WORK REQUEST: State only the number of lines below where the word "every" is found.

DATA RECORDS:
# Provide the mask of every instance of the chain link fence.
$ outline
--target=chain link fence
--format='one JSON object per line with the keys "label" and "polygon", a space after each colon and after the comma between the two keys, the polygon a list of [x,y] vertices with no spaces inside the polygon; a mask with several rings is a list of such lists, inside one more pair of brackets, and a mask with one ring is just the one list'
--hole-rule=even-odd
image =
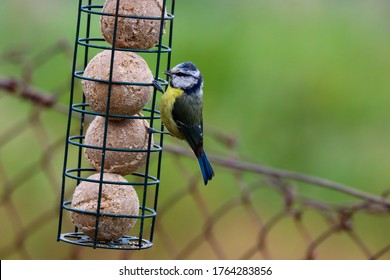
{"label": "chain link fence", "polygon": [[[390,190],[355,188],[237,156],[235,137],[208,129],[218,179],[204,187],[191,151],[164,147],[155,244],[143,251],[93,250],[56,241],[69,80],[37,85],[48,64],[71,64],[59,42],[0,63],[0,257],[2,259],[389,259]],[[174,168],[172,168],[174,167]],[[214,184],[213,184],[214,183]],[[321,189],[308,196],[308,188]],[[338,199],[322,197],[324,192]],[[70,218],[68,219],[69,223]]]}

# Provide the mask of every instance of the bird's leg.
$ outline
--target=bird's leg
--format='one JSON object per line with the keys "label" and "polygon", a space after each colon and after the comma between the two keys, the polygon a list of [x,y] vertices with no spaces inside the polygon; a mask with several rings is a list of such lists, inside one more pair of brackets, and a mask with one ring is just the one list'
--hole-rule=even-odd
{"label": "bird's leg", "polygon": [[169,134],[172,136],[172,134],[170,134],[168,131],[161,131],[161,130],[157,130],[157,129],[154,129],[153,127],[148,127],[147,128],[147,131],[148,133],[152,134],[152,133],[159,133],[159,134]]}
{"label": "bird's leg", "polygon": [[157,80],[153,80],[153,85],[154,85],[154,88],[156,90],[158,90],[159,92],[164,93],[163,87],[160,85],[160,83]]}

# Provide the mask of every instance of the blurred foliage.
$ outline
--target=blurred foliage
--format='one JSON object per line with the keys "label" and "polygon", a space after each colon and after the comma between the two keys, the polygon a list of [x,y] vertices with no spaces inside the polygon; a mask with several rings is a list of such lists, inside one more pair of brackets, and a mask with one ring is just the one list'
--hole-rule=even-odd
{"label": "blurred foliage", "polygon": [[[77,2],[2,0],[0,53],[34,54],[59,39],[73,42]],[[191,60],[200,68],[206,134],[232,135],[240,158],[378,194],[390,185],[389,12],[388,0],[177,0],[172,63]],[[51,71],[34,77],[37,87],[50,91],[70,77],[63,58],[45,67]],[[0,75],[19,71],[0,63]],[[11,127],[11,116],[27,107],[1,106],[1,125]],[[48,122],[65,133],[66,118]],[[23,146],[29,133],[15,141]],[[206,149],[226,154],[207,139]],[[13,166],[25,154],[14,148],[1,160]],[[59,174],[61,158],[56,162]],[[195,161],[184,164],[197,171]],[[175,172],[175,161],[166,158],[162,180],[172,191],[181,185]],[[218,204],[221,189],[235,194],[228,172],[216,173],[210,204]],[[301,188],[308,196],[344,198]]]}

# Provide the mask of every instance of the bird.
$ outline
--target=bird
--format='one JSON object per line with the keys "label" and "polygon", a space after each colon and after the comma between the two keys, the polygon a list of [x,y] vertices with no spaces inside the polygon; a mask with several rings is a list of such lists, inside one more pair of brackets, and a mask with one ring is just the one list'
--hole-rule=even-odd
{"label": "bird", "polygon": [[207,185],[214,170],[203,148],[202,74],[192,62],[180,63],[164,74],[170,82],[161,97],[161,120],[172,136],[189,144]]}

ANSWER BELOW: 4